### EXTRACTED DATA

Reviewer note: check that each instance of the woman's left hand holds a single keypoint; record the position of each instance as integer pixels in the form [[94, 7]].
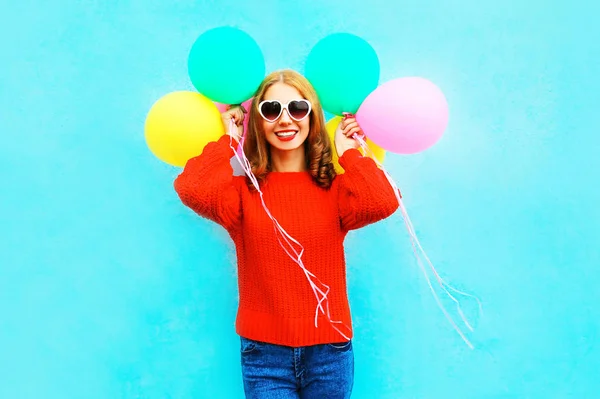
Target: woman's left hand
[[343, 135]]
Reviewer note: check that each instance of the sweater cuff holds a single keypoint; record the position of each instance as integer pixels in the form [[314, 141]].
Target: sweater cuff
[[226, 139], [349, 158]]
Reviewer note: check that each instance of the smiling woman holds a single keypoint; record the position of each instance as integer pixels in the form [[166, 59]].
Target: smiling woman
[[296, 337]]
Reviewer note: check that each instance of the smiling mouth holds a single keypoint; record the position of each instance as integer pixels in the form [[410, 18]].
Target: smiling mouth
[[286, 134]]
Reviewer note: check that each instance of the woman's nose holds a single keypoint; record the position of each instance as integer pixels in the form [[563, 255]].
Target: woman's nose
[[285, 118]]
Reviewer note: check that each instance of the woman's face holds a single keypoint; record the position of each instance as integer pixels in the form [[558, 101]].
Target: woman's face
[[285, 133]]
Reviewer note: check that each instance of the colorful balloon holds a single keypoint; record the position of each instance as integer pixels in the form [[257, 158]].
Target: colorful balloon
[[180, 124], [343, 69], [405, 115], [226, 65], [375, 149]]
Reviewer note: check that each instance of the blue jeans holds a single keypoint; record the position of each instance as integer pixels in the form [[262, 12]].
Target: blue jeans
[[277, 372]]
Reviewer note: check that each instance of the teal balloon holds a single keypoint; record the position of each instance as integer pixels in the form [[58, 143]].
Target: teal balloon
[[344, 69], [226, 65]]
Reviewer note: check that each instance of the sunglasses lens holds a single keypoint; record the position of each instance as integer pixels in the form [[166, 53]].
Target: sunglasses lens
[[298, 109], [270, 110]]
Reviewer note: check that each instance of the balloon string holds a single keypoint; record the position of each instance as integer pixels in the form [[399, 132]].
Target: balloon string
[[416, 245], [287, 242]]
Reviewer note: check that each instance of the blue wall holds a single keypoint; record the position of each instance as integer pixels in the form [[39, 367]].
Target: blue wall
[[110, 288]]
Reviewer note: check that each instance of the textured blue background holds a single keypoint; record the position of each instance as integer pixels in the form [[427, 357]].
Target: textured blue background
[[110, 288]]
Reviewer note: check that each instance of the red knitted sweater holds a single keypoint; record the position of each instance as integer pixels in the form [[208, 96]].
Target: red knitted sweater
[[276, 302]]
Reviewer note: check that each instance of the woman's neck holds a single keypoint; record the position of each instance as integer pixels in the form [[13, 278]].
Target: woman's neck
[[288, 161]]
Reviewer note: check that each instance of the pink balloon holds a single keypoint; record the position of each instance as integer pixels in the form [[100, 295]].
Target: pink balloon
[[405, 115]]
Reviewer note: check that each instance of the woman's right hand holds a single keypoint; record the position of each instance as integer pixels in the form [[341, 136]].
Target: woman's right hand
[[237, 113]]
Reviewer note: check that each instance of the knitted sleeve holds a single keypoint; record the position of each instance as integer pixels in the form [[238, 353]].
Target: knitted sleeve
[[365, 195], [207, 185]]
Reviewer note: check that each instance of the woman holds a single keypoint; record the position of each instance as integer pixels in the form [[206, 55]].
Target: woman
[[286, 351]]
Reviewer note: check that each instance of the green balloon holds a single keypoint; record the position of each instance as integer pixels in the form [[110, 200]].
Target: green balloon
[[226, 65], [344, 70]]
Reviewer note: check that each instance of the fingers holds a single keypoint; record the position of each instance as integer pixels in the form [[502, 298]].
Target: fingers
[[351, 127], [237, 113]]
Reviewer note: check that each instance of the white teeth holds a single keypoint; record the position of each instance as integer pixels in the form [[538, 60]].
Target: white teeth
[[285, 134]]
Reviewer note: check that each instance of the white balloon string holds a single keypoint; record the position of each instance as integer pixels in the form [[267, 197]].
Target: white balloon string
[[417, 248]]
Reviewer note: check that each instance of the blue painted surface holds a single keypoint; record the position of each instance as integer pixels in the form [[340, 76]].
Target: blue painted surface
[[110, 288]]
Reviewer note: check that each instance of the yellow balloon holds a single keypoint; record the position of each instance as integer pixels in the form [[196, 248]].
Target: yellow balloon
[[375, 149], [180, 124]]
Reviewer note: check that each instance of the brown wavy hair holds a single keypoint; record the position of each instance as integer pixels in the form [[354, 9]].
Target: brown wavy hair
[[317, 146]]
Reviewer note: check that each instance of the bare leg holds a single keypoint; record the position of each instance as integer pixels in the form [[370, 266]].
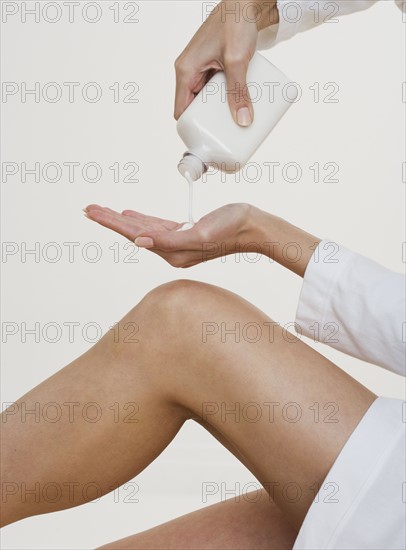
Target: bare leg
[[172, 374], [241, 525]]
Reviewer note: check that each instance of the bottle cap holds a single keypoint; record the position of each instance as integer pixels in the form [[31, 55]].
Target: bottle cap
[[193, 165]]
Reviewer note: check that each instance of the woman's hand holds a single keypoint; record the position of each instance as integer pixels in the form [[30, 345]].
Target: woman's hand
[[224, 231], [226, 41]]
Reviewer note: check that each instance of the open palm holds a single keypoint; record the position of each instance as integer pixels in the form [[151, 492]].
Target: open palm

### TO DO
Leave out all pictures and extract exactly the lines from the line with "Reviewer note: check that each instance of the yellow" through the end of the material.

### TASK SOLUTION
Reviewer note: check that each instance of the yellow balloon holds a single keypoint; record the position of each instance as integer pixels in the form [[196, 248]].
Target: yellow balloon
[[375, 149], [180, 124]]
Reviewer note: check that each instance of the brown wavy hair holds a single keypoint; record the position of each instance as integer pixels in the form [[354, 9]].
Target: brown wavy hair
[[317, 146]]
Reviewer note: check that each instance of the bare leg holds a single keypoint; record the position of each instance as integer pixels in the form [[370, 266]].
Target: bare leg
[[172, 374], [241, 525]]
Reviewer note: check that each instance of the bottle cap holds a single keypoint; record the position of each instance as integer pixels in the form [[31, 55]].
Target: bottle cap
[[193, 165]]
Reviewer note: check that each instance of the woman's hand holds a single keypoint; record the position of each instance as integer pixels in the form [[30, 345]].
Target: woman's hand
[[224, 231], [226, 41]]
Reviewer note: check that each instance of the open palm holds a single keypoint; record the position of each instance as integer pixels in the form [[151, 492]].
Target: open palm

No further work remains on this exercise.